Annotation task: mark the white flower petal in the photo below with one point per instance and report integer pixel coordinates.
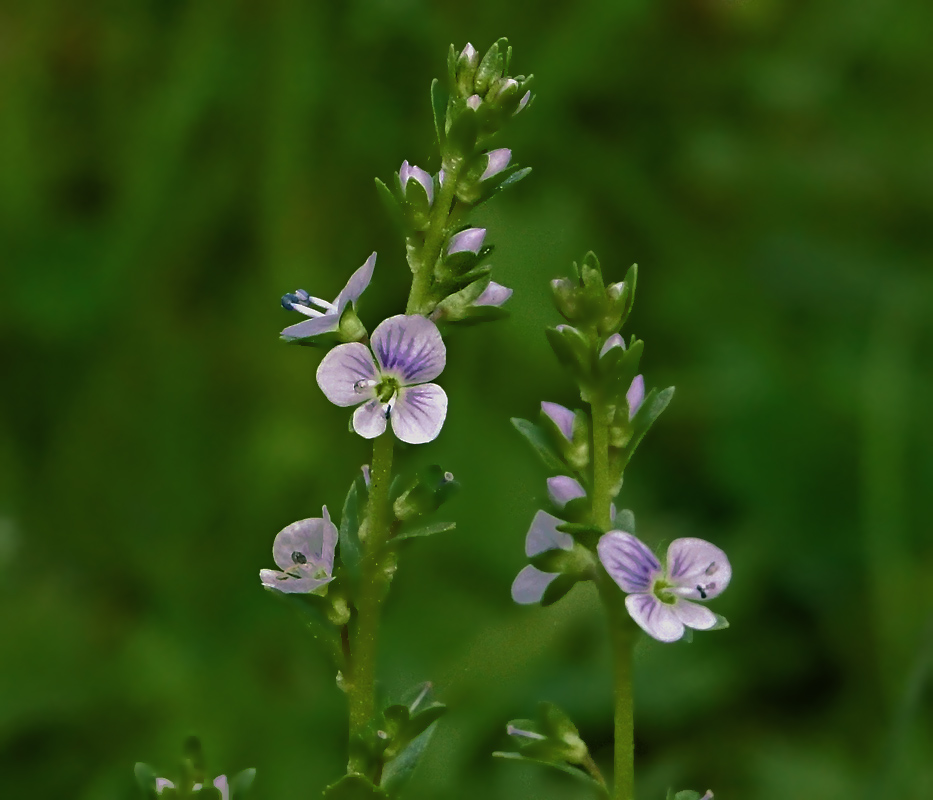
(369, 420)
(693, 615)
(409, 347)
(700, 569)
(530, 584)
(419, 413)
(628, 561)
(343, 373)
(655, 618)
(543, 535)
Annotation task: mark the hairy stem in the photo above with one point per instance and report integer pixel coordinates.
(423, 264)
(362, 683)
(621, 628)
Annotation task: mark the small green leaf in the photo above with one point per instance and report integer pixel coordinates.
(353, 787)
(539, 442)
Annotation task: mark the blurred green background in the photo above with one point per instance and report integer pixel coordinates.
(169, 169)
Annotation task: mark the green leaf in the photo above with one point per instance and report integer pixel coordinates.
(425, 530)
(539, 443)
(579, 774)
(241, 783)
(353, 787)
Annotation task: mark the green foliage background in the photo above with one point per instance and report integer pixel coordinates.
(169, 169)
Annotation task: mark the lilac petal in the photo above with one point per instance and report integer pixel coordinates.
(655, 618)
(308, 541)
(693, 615)
(562, 489)
(543, 535)
(635, 395)
(312, 327)
(299, 580)
(357, 284)
(467, 241)
(561, 417)
(496, 161)
(615, 340)
(347, 374)
(495, 294)
(419, 413)
(369, 420)
(628, 561)
(529, 585)
(409, 347)
(700, 569)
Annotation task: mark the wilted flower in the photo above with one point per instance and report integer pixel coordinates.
(392, 386)
(530, 584)
(661, 599)
(304, 552)
(325, 317)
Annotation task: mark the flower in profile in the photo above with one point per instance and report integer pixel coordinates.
(530, 584)
(661, 599)
(325, 316)
(392, 386)
(304, 552)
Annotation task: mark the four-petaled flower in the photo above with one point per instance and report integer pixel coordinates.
(393, 386)
(325, 317)
(660, 599)
(304, 552)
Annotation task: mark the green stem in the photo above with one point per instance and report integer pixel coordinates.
(364, 640)
(621, 629)
(423, 264)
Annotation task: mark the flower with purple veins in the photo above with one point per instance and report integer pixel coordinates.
(304, 552)
(496, 161)
(530, 584)
(392, 386)
(661, 599)
(411, 172)
(325, 316)
(469, 240)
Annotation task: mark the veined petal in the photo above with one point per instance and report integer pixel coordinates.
(312, 327)
(655, 618)
(628, 561)
(419, 413)
(561, 417)
(529, 585)
(410, 348)
(347, 374)
(495, 294)
(543, 535)
(307, 541)
(699, 569)
(298, 580)
(693, 615)
(369, 420)
(562, 489)
(357, 284)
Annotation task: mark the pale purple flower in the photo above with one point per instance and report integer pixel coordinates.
(561, 489)
(495, 294)
(530, 584)
(469, 240)
(411, 172)
(304, 552)
(325, 316)
(561, 417)
(496, 161)
(220, 782)
(635, 396)
(393, 386)
(660, 599)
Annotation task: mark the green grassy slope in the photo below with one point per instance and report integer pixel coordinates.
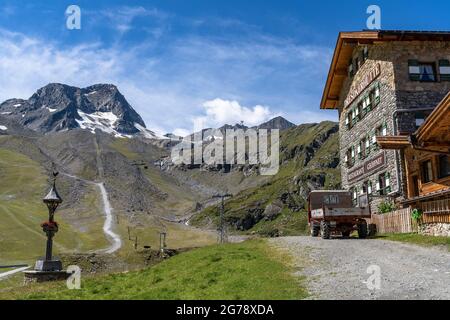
(23, 184)
(249, 270)
(308, 160)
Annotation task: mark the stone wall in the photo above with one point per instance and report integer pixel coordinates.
(435, 229)
(381, 113)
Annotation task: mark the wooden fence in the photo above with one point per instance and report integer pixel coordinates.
(399, 221)
(437, 211)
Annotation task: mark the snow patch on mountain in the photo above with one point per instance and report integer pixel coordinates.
(146, 133)
(103, 121)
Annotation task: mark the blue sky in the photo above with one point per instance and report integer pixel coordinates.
(177, 61)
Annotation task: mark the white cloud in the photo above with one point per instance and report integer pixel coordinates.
(169, 90)
(219, 112)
----
### INSTRUCTIONS TO FOLLOW
Output every entry above exactly, minus the pictures.

### YOUR RESPONSE
Annotation task: mark the white flower petal in the photo below with one point per instance and report integer pixel coordinates.
(369, 420)
(693, 615)
(409, 347)
(700, 569)
(530, 584)
(419, 413)
(628, 561)
(343, 373)
(655, 618)
(543, 535)
Annotation task: mark the hairy stem in the photo above with one point per instance and report integer pixel coordinates.
(423, 264)
(362, 683)
(621, 628)
Annotation task: mark the small green leaf in the photo above with one point per instance and report integer pixel coordinates.
(353, 787)
(539, 442)
Annotation task: mark the blurred green background in the photo above with one point per instance and report integer pixel coordinates.
(169, 169)
Annotation task: mark the green leaf in the photo above with one point per instance and report integer pixel coordinates.
(425, 530)
(539, 443)
(579, 774)
(241, 783)
(353, 787)
Annotation task: mark the green foliage background in the photo above with one point per instance and report integer pixel coordinates.
(169, 169)
Annotation task: mark the lilac petal in the photo above with one point per instance and report integer pixel coordinates.
(655, 618)
(308, 541)
(693, 615)
(562, 489)
(543, 535)
(635, 395)
(312, 327)
(299, 580)
(357, 284)
(467, 241)
(561, 417)
(496, 161)
(615, 340)
(347, 374)
(495, 294)
(419, 413)
(369, 420)
(628, 561)
(529, 585)
(409, 347)
(700, 569)
Annotation task: mark the wilted flower in the photo above with one point per instance and report integer pixel coordinates.
(392, 386)
(530, 584)
(661, 599)
(304, 552)
(325, 317)
Annotation task: mark the flower in profile in the photo above with one point per instance and report integer pixel coordinates.
(530, 584)
(661, 599)
(325, 316)
(392, 386)
(304, 552)
Annotation task: mark the four-petaled flower in the photo above with one point per instance and report integer pixel coordinates.
(393, 386)
(325, 317)
(660, 599)
(304, 552)
Annotation task: mark the green stem in the photo above with one point per instance and report integer pixel coordinates.
(364, 640)
(621, 629)
(423, 264)
Annotation task: mark the flower with purple veins in the photo above with one point per instance and report integer pixel coordinates.
(304, 552)
(496, 161)
(530, 584)
(392, 386)
(661, 599)
(411, 172)
(325, 316)
(469, 240)
Annotation task: mark the veined petal in the photo above with one point per instance and report integer pixel coordinates.
(312, 327)
(655, 618)
(628, 561)
(419, 413)
(561, 417)
(529, 585)
(410, 348)
(347, 374)
(495, 294)
(543, 535)
(307, 541)
(699, 569)
(298, 580)
(693, 615)
(369, 420)
(562, 489)
(357, 284)
Annotation task: mark the pale purple flower in the photo above with one point per instance and report integer pixel coordinates.
(561, 489)
(495, 294)
(530, 584)
(469, 240)
(411, 172)
(304, 552)
(325, 316)
(561, 417)
(496, 161)
(220, 782)
(635, 396)
(393, 386)
(660, 599)
Annotation task: mark the green grassy slope in the photo below with one point per instance and report integer pixel coordinates.
(23, 184)
(249, 270)
(308, 160)
Annotation task: mark the stone wall in the photo above with one point per instance and report integer pixel coordinates.
(435, 229)
(381, 113)
Annotation task: mark the wooden fence in the photo above with one point per instance and report integer pixel coordinates.
(399, 221)
(437, 211)
Annotation task: mark the snow patch on mountain in the photo above with one point per instance and report integer pixel coordinates.
(146, 133)
(103, 121)
Annotation task: mark the blue sky in the photo above with one point per instance and report integer pixel coordinates.
(177, 61)
Annotation task: mark the white cloud in the photo above with one point per instance and report integer pixel coordinates.
(169, 90)
(219, 112)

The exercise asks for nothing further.